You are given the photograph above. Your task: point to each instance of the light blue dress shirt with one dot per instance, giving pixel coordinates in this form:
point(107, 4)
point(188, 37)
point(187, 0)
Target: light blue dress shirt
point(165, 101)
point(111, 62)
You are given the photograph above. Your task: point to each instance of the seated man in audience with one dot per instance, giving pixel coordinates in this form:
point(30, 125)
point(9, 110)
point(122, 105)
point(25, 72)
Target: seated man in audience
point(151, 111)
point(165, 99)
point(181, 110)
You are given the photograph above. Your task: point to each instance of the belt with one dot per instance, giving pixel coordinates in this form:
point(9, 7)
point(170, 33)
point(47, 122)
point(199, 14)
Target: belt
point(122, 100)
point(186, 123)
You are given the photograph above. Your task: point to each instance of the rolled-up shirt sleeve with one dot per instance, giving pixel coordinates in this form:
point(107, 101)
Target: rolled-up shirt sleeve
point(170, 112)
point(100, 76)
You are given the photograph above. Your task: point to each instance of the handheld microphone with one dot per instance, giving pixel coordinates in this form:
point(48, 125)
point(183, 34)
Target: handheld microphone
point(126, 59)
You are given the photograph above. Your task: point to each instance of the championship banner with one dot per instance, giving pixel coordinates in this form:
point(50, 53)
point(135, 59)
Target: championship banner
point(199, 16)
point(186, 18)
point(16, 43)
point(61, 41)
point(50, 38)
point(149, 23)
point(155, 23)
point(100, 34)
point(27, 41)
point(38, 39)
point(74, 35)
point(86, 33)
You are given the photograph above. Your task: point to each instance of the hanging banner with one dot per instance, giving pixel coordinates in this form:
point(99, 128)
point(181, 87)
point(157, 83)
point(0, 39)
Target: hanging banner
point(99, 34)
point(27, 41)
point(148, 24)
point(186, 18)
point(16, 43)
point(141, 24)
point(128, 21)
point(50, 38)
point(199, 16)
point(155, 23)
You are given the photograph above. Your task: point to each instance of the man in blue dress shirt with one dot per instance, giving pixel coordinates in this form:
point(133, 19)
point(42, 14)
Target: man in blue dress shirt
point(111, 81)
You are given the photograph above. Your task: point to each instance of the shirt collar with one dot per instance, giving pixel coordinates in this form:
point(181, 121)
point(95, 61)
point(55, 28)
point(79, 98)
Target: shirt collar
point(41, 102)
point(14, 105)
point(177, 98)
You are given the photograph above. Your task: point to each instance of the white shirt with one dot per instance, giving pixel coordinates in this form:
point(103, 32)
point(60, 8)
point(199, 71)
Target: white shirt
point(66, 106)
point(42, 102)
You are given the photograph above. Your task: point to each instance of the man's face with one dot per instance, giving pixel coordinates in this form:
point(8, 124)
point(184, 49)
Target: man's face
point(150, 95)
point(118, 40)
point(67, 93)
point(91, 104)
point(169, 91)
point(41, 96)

● ● ● ● ●

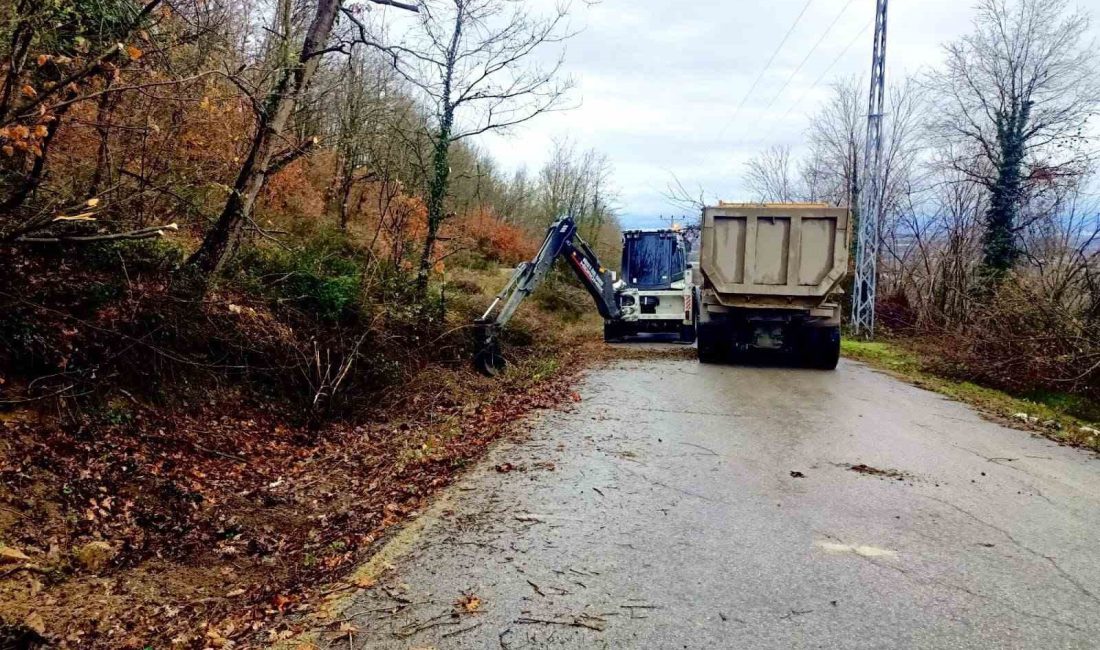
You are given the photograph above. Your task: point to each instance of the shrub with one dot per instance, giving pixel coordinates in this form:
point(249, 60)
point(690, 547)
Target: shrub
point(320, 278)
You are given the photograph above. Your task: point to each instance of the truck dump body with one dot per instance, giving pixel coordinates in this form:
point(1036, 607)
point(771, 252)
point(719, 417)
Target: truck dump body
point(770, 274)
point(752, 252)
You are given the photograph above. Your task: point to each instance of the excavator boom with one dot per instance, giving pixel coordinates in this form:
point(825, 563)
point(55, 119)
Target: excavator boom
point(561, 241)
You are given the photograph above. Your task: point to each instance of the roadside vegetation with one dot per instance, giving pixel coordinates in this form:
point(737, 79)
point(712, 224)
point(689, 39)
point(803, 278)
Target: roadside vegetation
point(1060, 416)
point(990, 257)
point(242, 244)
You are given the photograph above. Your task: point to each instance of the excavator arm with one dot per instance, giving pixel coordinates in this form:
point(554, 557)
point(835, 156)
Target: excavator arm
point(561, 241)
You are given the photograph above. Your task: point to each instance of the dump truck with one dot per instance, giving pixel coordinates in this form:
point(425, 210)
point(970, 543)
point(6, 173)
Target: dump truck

● ● ● ● ●

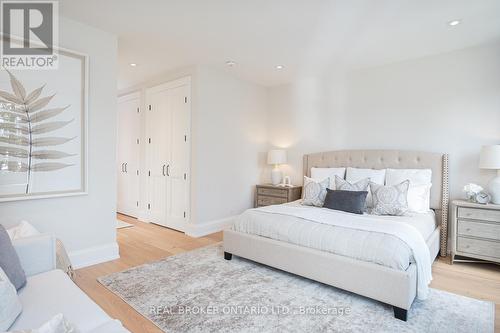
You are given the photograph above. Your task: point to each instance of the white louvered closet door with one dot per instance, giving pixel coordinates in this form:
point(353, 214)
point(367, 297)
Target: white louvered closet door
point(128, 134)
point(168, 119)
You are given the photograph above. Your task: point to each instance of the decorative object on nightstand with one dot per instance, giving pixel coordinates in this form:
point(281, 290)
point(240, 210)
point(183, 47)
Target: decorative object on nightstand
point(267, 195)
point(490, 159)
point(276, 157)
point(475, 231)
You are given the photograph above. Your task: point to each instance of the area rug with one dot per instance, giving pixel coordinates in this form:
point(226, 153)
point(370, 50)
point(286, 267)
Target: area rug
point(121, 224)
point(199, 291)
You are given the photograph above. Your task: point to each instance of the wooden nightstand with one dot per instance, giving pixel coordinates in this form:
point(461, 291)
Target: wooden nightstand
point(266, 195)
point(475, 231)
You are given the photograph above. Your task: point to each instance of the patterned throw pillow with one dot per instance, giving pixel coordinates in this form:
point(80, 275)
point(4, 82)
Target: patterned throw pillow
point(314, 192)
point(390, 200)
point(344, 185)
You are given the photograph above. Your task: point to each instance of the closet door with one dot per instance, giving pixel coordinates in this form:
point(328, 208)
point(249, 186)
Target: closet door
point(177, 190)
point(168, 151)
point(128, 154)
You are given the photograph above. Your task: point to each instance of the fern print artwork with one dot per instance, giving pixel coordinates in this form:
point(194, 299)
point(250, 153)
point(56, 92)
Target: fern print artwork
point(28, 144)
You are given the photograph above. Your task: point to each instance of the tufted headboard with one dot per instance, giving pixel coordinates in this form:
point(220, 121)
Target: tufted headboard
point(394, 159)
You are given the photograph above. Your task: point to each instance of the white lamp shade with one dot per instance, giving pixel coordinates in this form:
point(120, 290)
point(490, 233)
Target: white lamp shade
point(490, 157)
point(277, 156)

● ● ● ● ●

* [EXERCISE INSTRUCTIONS]:
Put the lines from the one containing "the white shirt" through the one containing "point(42, 102)" into a Markdown table with columns No. and Text, numbering each row and leaving out blank lines.

* [EXERCISE ANSWER]:
| No. | Text |
|---|---|
| 1 | You are given the photograph above. Your task: point to each instance of the white shirt with one dot per instance, giving pixel coordinates in this form: |
| 2 | point(103, 32) |
| 3 | point(60, 8) |
| 4 | point(199, 71) |
| 5 | Target: white shirt |
| 6 | point(66, 106) |
| 7 | point(42, 102) |